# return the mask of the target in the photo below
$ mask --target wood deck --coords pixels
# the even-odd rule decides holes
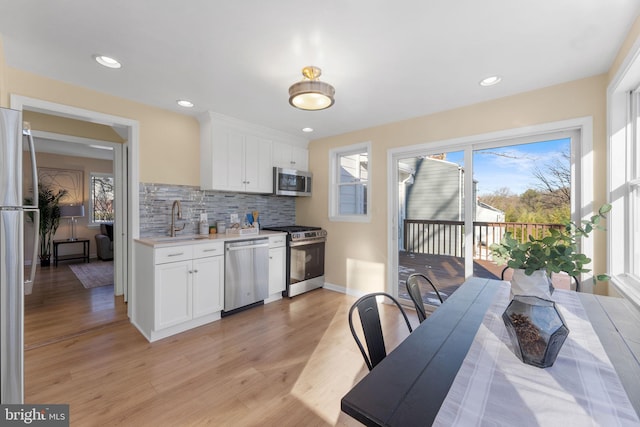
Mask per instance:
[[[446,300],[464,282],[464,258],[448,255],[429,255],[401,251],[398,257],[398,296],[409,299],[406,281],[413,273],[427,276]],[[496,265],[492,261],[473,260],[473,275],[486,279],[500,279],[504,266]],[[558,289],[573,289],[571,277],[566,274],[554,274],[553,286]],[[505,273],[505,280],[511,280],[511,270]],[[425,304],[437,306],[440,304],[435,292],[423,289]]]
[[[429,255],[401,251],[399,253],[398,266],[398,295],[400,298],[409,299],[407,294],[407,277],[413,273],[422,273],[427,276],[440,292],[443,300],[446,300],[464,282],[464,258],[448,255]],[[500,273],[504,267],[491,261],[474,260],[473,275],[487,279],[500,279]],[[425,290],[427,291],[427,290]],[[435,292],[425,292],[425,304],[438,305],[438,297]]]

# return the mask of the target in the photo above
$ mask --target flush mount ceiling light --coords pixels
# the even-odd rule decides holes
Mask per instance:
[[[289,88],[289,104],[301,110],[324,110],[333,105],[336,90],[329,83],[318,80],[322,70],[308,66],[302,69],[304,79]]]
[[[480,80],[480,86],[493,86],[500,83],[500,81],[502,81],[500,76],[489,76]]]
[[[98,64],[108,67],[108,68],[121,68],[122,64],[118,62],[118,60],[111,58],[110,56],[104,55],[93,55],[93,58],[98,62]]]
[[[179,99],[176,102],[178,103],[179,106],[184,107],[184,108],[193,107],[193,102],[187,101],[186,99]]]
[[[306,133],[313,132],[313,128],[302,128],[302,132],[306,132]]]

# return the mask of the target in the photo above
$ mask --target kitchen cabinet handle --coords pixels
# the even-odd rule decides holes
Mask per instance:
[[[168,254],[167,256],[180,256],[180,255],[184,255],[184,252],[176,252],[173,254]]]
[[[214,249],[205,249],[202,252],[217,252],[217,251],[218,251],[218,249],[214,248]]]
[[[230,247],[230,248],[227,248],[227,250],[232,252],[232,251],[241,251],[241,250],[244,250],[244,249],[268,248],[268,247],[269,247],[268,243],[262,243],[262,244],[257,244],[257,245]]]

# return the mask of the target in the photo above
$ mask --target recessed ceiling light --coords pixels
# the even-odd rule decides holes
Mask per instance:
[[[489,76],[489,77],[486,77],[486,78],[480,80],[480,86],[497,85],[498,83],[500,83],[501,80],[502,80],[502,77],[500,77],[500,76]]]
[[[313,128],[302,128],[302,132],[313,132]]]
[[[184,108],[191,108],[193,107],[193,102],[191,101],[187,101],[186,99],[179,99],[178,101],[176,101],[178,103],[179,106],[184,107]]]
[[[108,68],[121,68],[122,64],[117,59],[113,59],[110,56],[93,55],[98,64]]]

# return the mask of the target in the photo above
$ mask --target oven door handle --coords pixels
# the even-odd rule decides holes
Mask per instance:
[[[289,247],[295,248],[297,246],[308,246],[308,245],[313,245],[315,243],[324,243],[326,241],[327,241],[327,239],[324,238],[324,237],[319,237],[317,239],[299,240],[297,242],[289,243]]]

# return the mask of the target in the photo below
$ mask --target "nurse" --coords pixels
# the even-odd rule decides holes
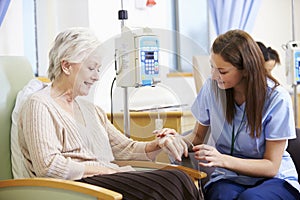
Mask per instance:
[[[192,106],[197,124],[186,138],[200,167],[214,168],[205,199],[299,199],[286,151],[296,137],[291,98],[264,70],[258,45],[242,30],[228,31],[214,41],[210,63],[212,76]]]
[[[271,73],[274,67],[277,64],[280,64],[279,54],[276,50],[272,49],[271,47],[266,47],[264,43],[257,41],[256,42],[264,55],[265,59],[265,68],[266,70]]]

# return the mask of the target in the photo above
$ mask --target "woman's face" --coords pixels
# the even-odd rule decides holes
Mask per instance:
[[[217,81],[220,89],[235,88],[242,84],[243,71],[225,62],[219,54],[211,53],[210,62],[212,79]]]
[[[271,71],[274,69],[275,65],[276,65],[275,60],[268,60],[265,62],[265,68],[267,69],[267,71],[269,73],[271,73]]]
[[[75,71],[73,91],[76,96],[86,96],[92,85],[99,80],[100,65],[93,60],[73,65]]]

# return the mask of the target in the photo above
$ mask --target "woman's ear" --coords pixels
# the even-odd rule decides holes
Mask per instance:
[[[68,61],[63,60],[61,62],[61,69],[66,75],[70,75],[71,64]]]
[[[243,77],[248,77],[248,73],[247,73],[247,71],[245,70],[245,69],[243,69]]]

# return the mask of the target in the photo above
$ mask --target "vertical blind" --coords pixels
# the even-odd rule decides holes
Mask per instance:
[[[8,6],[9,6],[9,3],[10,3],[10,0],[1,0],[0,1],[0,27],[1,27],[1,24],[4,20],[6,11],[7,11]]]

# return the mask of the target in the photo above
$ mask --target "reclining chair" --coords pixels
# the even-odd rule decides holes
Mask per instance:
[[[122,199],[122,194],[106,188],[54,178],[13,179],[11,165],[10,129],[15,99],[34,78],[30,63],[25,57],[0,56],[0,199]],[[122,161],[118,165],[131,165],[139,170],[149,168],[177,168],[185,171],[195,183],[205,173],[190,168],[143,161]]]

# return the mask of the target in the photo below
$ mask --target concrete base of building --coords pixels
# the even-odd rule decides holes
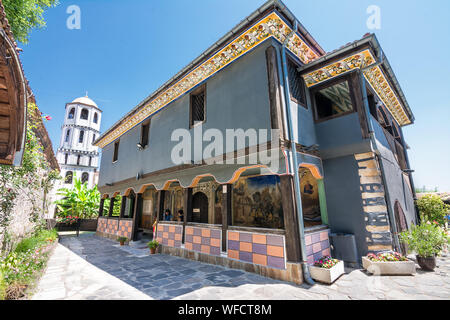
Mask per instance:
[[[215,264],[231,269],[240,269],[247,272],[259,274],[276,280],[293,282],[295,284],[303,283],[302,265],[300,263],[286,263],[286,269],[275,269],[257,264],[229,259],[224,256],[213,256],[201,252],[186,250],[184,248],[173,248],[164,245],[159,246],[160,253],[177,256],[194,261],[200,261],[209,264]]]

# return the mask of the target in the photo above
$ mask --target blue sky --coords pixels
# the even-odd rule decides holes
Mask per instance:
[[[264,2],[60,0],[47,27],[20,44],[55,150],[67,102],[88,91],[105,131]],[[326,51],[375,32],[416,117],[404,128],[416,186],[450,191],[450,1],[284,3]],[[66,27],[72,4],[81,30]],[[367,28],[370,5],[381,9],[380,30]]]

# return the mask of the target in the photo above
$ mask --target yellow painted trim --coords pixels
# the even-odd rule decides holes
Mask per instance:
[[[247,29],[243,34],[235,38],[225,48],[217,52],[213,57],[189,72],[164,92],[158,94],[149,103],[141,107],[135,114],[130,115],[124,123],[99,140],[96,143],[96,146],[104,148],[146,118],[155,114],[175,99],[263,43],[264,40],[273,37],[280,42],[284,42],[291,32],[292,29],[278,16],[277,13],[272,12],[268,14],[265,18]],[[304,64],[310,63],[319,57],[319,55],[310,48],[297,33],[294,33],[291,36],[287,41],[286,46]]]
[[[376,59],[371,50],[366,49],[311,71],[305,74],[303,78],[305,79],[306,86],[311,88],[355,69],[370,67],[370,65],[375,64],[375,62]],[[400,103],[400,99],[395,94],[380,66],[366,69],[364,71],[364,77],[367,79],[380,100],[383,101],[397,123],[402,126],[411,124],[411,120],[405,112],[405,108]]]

_ _ _ _ _

▸ **PROBLEM TO SOLVE**: Could you give all the records again, exactly, minus the pictures?

▸ **ANSWER FOR THE TASK**:
# return the mask of the target in the photo below
$ mask --target wood deck --coords pixels
# the even-odd rule decides holes
Mask per instance:
[[[446,300],[464,282],[464,258],[448,255],[429,255],[401,251],[398,257],[398,296],[409,299],[406,281],[413,273],[427,276]],[[496,265],[492,261],[473,260],[473,275],[486,279],[500,279],[504,266]],[[558,289],[573,289],[571,277],[566,274],[554,274],[553,286]],[[505,273],[505,280],[511,280],[511,270]],[[425,304],[437,306],[440,304],[435,292],[423,289]]]
[[[429,255],[401,251],[399,253],[398,266],[398,295],[400,298],[409,299],[407,294],[407,277],[413,273],[422,273],[427,276],[440,292],[443,300],[446,300],[464,282],[464,258],[448,255]],[[500,273],[504,267],[491,261],[474,260],[473,275],[487,279],[500,279]],[[425,290],[427,291],[427,290]],[[435,292],[425,292],[425,304],[438,305],[438,297]]]

# return the mask of the target in the photo above
$ mask --target flush mount ceiling light --coords pixels
# the even-odd rule decides holes
Mask per instance:
[[[289,88],[289,104],[301,110],[324,110],[333,105],[336,90],[329,83],[318,80],[322,70],[308,66],[302,69],[304,79]]]
[[[480,80],[480,86],[493,86],[500,83],[500,81],[502,81],[500,76],[489,76]]]
[[[98,64],[108,67],[108,68],[121,68],[122,64],[118,62],[118,60],[111,58],[110,56],[104,55],[93,55],[93,58],[98,62]]]
[[[179,99],[176,102],[178,103],[179,106],[184,107],[184,108],[193,107],[193,102],[187,101],[186,99]]]
[[[306,133],[313,132],[313,128],[302,128],[302,132],[306,132]]]

# return the mask of the target in the photo above
$ mask --target kitchen cabinet handle --coords pixels
# the even-odd rule decides holes
Mask per instance:
[[[168,254],[167,256],[180,256],[180,255],[184,255],[184,252],[176,252],[173,254]]]
[[[214,249],[205,249],[202,252],[217,252],[217,251],[218,251],[218,249],[214,248]]]
[[[230,247],[230,248],[227,248],[227,250],[232,252],[232,251],[241,251],[241,250],[244,250],[244,249],[268,248],[268,247],[269,247],[268,243],[262,243],[262,244],[257,244],[257,245]]]

# return the mask of the target in the photo above
$ mask --target recessed ceiling light --coords pixels
# the even-odd rule decides holes
Mask per instance:
[[[489,76],[489,77],[486,77],[486,78],[480,80],[480,86],[497,85],[498,83],[500,83],[501,80],[502,80],[502,77],[500,77],[500,76]]]
[[[313,128],[302,128],[302,132],[313,132]]]
[[[184,108],[191,108],[193,107],[193,102],[191,101],[187,101],[186,99],[179,99],[178,101],[176,101],[178,103],[179,106],[184,107]]]
[[[108,68],[121,68],[122,64],[117,59],[113,59],[110,56],[93,55],[98,64]]]

# return the mask of the target in the photo above
$ mask --target oven door handle --coords pixels
# the even-odd rule decides holes
Mask per instance:
[[[289,247],[295,248],[297,246],[308,246],[308,245],[313,245],[315,243],[324,243],[326,241],[327,241],[327,239],[324,238],[324,237],[319,237],[317,239],[299,240],[297,242],[289,243]]]

# return the mask of the target in the photo below
$ mask --target "nurse" --coords pixels
# the even-odd rule decides holes
Mask per instance:
[[[192,106],[197,124],[186,138],[200,167],[214,168],[205,199],[299,199],[286,151],[296,137],[291,98],[264,70],[258,45],[242,30],[228,31],[214,41],[210,63],[212,76]]]
[[[271,73],[274,67],[277,64],[280,64],[279,54],[276,50],[272,49],[271,47],[266,47],[264,43],[257,41],[256,42],[264,55],[265,59],[265,68],[266,70]]]

# return the mask of the target in the photo above
$ mask --target "woman's face" --coords pixels
# the even-odd rule decides holes
Mask per instance:
[[[217,81],[220,89],[235,88],[242,84],[243,71],[225,62],[219,54],[211,53],[210,62],[212,79]]]
[[[271,71],[274,69],[275,65],[276,65],[275,60],[268,60],[265,62],[265,68],[267,69],[267,71],[269,73],[271,73]]]
[[[75,71],[73,91],[76,96],[86,96],[92,85],[99,80],[100,65],[93,60],[73,65]]]

# return the mask of the target in the photo above
$ mask --target "woman's ear" --coords pixels
# the even-odd rule decides holes
Mask per instance:
[[[68,61],[63,60],[61,62],[61,69],[66,75],[70,75],[71,64]]]
[[[243,77],[248,77],[248,73],[247,73],[247,71],[245,70],[245,69],[243,69]]]

# return the mask of the target in the photo above
$ mask --target "vertical blind" --coords pixels
# the even-odd rule decides holes
Mask per instance:
[[[8,6],[9,6],[9,3],[10,3],[10,0],[1,0],[0,1],[0,27],[1,27],[1,24],[4,20],[6,11],[7,11]]]

# return the mask of the target in the photo above
$ mask --target "reclining chair" --coords pixels
# the even-odd rule decides holes
Mask per instance:
[[[122,199],[122,194],[106,188],[54,178],[13,179],[11,165],[10,129],[15,99],[34,78],[30,63],[25,57],[0,56],[0,199]],[[122,161],[118,165],[131,165],[139,170],[149,168],[177,168],[185,171],[195,183],[205,173],[190,168],[143,161]]]

# return the mask of the target in the photo below
$ mask --target concrete base of building --coords pixels
# the even-odd rule decides holes
Mask per instance:
[[[215,264],[231,269],[240,269],[247,272],[259,274],[276,280],[293,282],[295,284],[303,283],[302,265],[300,263],[286,263],[286,269],[275,269],[257,264],[229,259],[224,256],[213,256],[201,252],[186,250],[184,248],[173,248],[164,245],[159,246],[160,253],[177,256],[194,261],[200,261],[209,264]]]

# return the mask of the target in the photo above
$ mask --target blue sky --coords pixels
# the even-odd rule decides holes
Mask per instance:
[[[264,2],[60,0],[47,27],[20,44],[55,150],[67,102],[88,91],[105,131]],[[326,51],[375,32],[416,117],[404,128],[416,186],[450,191],[450,1],[284,3]],[[66,27],[72,4],[81,30]],[[367,28],[370,5],[381,9],[380,30]]]

# return the mask of the target in the photo above
$ mask --target yellow painted trim --coords pixels
# the even-odd rule decides holes
Mask per instance:
[[[247,29],[243,34],[235,38],[225,48],[217,52],[213,57],[189,72],[164,92],[158,94],[149,103],[141,107],[135,114],[130,115],[124,123],[99,140],[96,143],[96,146],[104,148],[146,118],[155,114],[175,99],[263,43],[264,40],[273,37],[280,42],[284,42],[291,32],[292,29],[278,16],[277,13],[272,12],[268,14],[265,18]],[[304,64],[310,63],[319,57],[319,55],[310,48],[297,33],[294,33],[291,36],[287,41],[286,46]]]
[[[376,59],[371,50],[366,49],[311,71],[305,74],[303,78],[305,79],[306,86],[311,88],[355,69],[370,67],[370,65],[375,64],[375,62]],[[400,103],[400,99],[395,94],[380,66],[366,69],[364,71],[364,77],[367,79],[380,100],[383,101],[397,123],[402,126],[411,124],[411,120],[405,112],[405,108]]]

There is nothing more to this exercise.